*DIRECTIVE*. Please copy all the items below line for line, without changing a character, and leave the pictures out of your answer.

## START

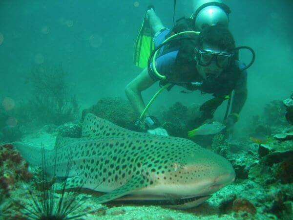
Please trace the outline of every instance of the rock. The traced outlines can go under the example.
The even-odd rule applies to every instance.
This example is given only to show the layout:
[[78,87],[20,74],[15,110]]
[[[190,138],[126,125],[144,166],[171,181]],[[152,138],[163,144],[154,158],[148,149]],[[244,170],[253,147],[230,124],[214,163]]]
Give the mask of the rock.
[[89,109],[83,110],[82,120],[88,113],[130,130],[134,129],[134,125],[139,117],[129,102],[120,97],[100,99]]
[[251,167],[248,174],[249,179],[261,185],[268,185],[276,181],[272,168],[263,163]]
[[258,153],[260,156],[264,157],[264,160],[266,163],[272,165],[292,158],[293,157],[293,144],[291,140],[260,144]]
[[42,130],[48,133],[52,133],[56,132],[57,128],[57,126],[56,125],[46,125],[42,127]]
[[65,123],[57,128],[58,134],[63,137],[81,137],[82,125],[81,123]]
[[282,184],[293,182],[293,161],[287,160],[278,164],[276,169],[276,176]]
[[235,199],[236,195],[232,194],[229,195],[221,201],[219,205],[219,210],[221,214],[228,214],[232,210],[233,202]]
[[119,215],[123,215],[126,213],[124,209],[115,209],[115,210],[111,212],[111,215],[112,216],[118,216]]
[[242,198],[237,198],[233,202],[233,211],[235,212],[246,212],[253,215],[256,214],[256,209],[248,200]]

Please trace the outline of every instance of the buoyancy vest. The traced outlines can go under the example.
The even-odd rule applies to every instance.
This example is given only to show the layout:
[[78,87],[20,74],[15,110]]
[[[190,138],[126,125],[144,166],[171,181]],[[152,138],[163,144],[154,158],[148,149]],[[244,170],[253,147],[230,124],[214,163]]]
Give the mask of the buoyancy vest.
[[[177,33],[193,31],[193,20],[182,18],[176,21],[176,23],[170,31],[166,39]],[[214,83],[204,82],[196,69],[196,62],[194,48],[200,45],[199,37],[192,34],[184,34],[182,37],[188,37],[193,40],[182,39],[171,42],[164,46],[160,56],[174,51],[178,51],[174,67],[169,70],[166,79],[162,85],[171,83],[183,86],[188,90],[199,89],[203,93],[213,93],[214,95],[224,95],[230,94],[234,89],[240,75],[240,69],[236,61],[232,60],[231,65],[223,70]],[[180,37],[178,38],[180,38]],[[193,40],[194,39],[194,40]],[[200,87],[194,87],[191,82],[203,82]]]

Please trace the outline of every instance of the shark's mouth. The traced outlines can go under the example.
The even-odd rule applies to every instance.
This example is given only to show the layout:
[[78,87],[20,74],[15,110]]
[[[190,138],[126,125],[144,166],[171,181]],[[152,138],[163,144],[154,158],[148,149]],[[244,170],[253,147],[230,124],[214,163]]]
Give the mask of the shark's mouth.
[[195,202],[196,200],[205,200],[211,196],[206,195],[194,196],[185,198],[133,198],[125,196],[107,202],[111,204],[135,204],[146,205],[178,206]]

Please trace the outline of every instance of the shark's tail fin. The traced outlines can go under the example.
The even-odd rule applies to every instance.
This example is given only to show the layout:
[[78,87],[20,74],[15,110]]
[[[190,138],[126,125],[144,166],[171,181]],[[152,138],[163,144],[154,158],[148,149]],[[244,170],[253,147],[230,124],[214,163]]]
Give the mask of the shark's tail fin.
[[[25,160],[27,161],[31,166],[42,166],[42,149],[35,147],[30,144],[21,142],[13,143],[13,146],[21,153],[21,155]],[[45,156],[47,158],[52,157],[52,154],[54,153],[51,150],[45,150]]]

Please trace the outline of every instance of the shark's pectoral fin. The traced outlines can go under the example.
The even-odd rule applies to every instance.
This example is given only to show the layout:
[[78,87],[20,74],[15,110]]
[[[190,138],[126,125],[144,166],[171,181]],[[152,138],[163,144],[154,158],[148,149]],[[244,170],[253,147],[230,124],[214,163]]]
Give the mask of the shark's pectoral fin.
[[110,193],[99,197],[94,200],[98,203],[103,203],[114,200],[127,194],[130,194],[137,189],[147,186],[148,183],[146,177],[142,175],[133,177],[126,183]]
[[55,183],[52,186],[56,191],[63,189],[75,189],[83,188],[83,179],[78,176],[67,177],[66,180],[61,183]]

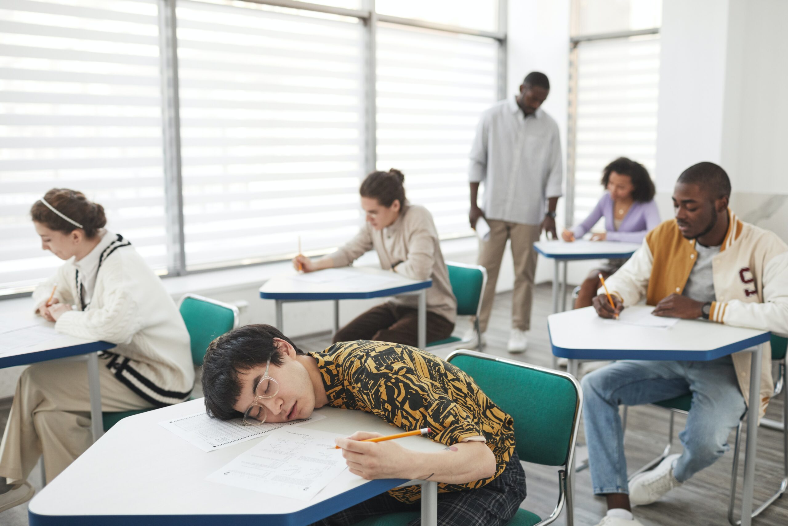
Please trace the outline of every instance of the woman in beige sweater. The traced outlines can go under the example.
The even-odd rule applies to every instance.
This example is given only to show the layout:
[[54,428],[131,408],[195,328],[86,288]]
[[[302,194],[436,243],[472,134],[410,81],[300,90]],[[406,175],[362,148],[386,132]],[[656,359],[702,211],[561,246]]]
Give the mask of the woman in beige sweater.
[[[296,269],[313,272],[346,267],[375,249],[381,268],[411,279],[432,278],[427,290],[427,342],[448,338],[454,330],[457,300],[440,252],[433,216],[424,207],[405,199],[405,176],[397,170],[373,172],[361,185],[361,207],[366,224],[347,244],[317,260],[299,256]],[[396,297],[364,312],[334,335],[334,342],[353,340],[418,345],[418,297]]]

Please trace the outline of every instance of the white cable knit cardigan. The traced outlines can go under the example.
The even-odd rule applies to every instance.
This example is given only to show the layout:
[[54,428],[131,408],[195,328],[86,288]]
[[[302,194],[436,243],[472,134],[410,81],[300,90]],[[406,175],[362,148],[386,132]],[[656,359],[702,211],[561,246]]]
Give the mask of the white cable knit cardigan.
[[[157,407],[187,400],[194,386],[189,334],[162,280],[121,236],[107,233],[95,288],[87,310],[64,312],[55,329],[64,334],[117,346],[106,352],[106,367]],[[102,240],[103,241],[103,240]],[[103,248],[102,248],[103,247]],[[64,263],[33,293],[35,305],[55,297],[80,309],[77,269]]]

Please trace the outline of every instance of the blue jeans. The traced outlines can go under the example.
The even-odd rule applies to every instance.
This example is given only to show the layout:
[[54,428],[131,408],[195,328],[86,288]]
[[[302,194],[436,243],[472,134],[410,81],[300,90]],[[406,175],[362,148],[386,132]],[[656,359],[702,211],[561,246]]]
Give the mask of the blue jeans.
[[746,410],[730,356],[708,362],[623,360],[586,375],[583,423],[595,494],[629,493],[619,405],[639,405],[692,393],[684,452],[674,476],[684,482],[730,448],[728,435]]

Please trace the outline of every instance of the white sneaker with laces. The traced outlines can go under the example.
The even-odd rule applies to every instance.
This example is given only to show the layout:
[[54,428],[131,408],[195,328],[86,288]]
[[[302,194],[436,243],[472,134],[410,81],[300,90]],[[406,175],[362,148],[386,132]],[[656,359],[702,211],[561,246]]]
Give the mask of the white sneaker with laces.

## END

*SOLUTION TO THE PROBLEM*.
Please trace the outline of every instance of the rock. The traced outlines can go under the example.
The even-odd rule applies to every instance.
This example is given only to show the layout:
[[78,87],[20,74],[15,110]]
[[[190,138],[126,125],[144,166],[171,181]],[[152,138],[163,144],[154,158],[148,149]],[[244,170],[253,147],[230,124],[214,163]]]
Give the mask of the rock.
[[89,109],[83,110],[82,120],[88,113],[130,130],[134,129],[134,125],[139,117],[129,102],[120,97],[100,99]]
[[251,167],[248,174],[249,179],[261,185],[268,185],[276,181],[272,168],[263,163]]
[[258,153],[260,156],[264,157],[264,160],[266,163],[272,165],[292,158],[293,157],[293,144],[291,140],[260,144]]
[[42,130],[48,133],[52,133],[56,132],[57,128],[57,126],[56,125],[46,125],[42,127]]
[[65,123],[57,128],[58,134],[63,137],[81,137],[82,125],[81,123]]
[[282,184],[293,182],[293,161],[287,160],[278,164],[276,169],[276,176]]
[[235,199],[236,195],[232,194],[229,195],[221,201],[219,205],[219,210],[221,214],[228,214],[232,210],[233,202]]
[[119,215],[123,215],[126,213],[124,209],[115,209],[115,210],[111,212],[111,215],[112,216],[118,216]]
[[242,198],[237,198],[233,202],[233,211],[235,212],[246,212],[253,215],[256,214],[256,209],[248,200]]

Please trace the outline of every instance of the buoyancy vest. The traced outlines can go under the example.
The even-odd rule applies to every instance.
This example is given only to show the layout:
[[78,87],[20,74],[15,110]]
[[[190,138],[126,125],[144,166],[171,181]],[[152,138],[163,144],[154,158],[148,149]],[[244,170],[253,147],[230,124],[214,163]]]
Give the mask of the buoyancy vest.
[[[177,33],[193,31],[193,20],[182,18],[176,21],[176,23],[170,31],[166,39]],[[214,83],[204,82],[196,69],[196,62],[194,48],[200,45],[199,37],[192,34],[184,34],[182,37],[188,37],[193,40],[182,39],[171,42],[164,46],[160,56],[174,51],[178,51],[174,67],[169,70],[166,79],[162,85],[171,83],[183,86],[188,90],[199,89],[203,93],[213,93],[214,95],[224,95],[230,94],[234,89],[240,75],[240,69],[236,61],[232,60],[231,65],[223,70]],[[180,37],[178,38],[180,38]],[[193,40],[194,39],[194,40]],[[200,87],[194,87],[191,82],[203,82]]]

Please trace the outline of every instance of the shark's mouth. The traced outlines can go under the example.
The even-odd rule applies to every instance.
This example is given only to show the layout:
[[78,87],[20,74],[15,110]]
[[[190,138],[126,125],[144,166],[171,181]],[[152,138],[163,144],[154,158],[148,149]],[[244,170],[253,147],[230,124],[214,163]]]
Give the mask of the shark's mouth.
[[195,202],[196,200],[205,200],[211,196],[206,195],[194,196],[185,198],[133,198],[125,196],[107,202],[111,204],[135,204],[146,205],[178,206]]

Please trace the outline of every instance of the shark's tail fin. The traced outlines can go under the example.
The even-odd rule applies to every instance.
This example is given only to show the layout:
[[78,87],[20,74],[15,110]]
[[[190,138],[126,125],[144,166],[171,181]],[[152,138],[163,144],[154,158],[148,149]],[[244,170],[253,147],[230,124],[214,163]]]
Give the mask of the shark's tail fin.
[[[25,160],[27,161],[31,166],[42,166],[42,149],[35,147],[30,144],[21,142],[13,143],[13,146],[21,153],[21,155]],[[45,156],[47,158],[52,157],[52,154],[54,153],[51,150],[45,150]]]

Please trace the outline of every instance of the shark's pectoral fin. The traced outlines can go under the example.
The even-odd rule applies to every instance.
This example is given only to show the layout:
[[78,87],[20,74],[15,110]]
[[[190,138],[126,125],[144,166],[171,181]],[[152,138],[163,144],[154,158],[148,149]],[[244,170],[253,147],[230,124],[214,163]]]
Give the mask of the shark's pectoral fin.
[[110,193],[99,197],[94,200],[98,203],[103,203],[114,200],[127,194],[130,194],[137,189],[147,186],[148,183],[146,177],[142,175],[133,177],[126,183]]
[[55,183],[52,186],[56,191],[63,189],[75,189],[83,188],[83,179],[78,176],[67,177],[66,180],[61,183]]

Please trace the outline of every instance of the woman in beige sweater. The traced outlines can go under the example.
The even-odd rule applies to every instance.
This example is given only to show the layout:
[[54,428],[131,408],[195,328],[86,288]]
[[[302,194],[436,243],[472,134],[410,81],[300,90]],[[406,175],[362,148],[386,132]],[[656,359],[702,211],[561,246]]]
Give the mask of the woman in beige sweater.
[[[296,269],[313,272],[346,267],[375,249],[381,268],[411,279],[432,278],[427,290],[427,342],[448,338],[454,330],[457,300],[440,252],[433,216],[424,207],[405,199],[405,176],[397,170],[373,172],[361,185],[361,207],[366,224],[347,244],[317,260],[299,256]],[[396,297],[364,312],[334,335],[334,342],[353,340],[418,345],[418,297]]]

Please trace the outline of every instance of the white cable knit cardigan. The traced outlines can go under the example.
The even-odd rule applies to every instance.
This example is given only to show the layout:
[[54,428],[131,408],[195,328],[86,288]]
[[[302,194],[436,243],[472,134],[410,81],[300,90]],[[406,175],[362,148],[386,132]],[[656,359],[702,211],[561,246]]]
Give the mask of the white cable knit cardigan.
[[[157,407],[187,400],[194,386],[189,334],[162,280],[121,236],[107,233],[95,288],[87,310],[64,312],[55,329],[64,334],[117,346],[106,352],[106,367]],[[102,240],[103,241],[103,240]],[[103,248],[102,248],[103,247]],[[64,263],[33,293],[35,305],[55,297],[80,309],[77,269]]]

Please trace the outline of every instance of the blue jeans. The traced outlines can go under the example.
The even-odd rule applies to every instance.
This example is given only to show the layout:
[[54,428],[131,408],[195,328],[86,288]]
[[[302,194],[436,243],[472,134],[410,81],[300,90]],[[406,175],[362,148],[386,132]],[[656,359],[702,211],[561,246]]]
Give the mask of the blue jeans.
[[746,410],[730,356],[708,362],[623,360],[586,375],[583,423],[595,494],[629,493],[619,405],[639,405],[692,393],[684,452],[674,476],[684,482],[730,448],[728,435]]

Please trace the outline of every instance of the white sneaker with laces. The traced outlines can go under the example.
The even-odd rule applies to every instance.
This example is given only to show the layout:
[[54,428],[131,408],[195,328],[86,288]]
[[[302,194],[436,243],[472,134],[410,81],[300,90]],[[406,175],[362,148],[386,132]],[[656,359],[702,211],[561,246]]]
Give the mask of the white sneaker with laces.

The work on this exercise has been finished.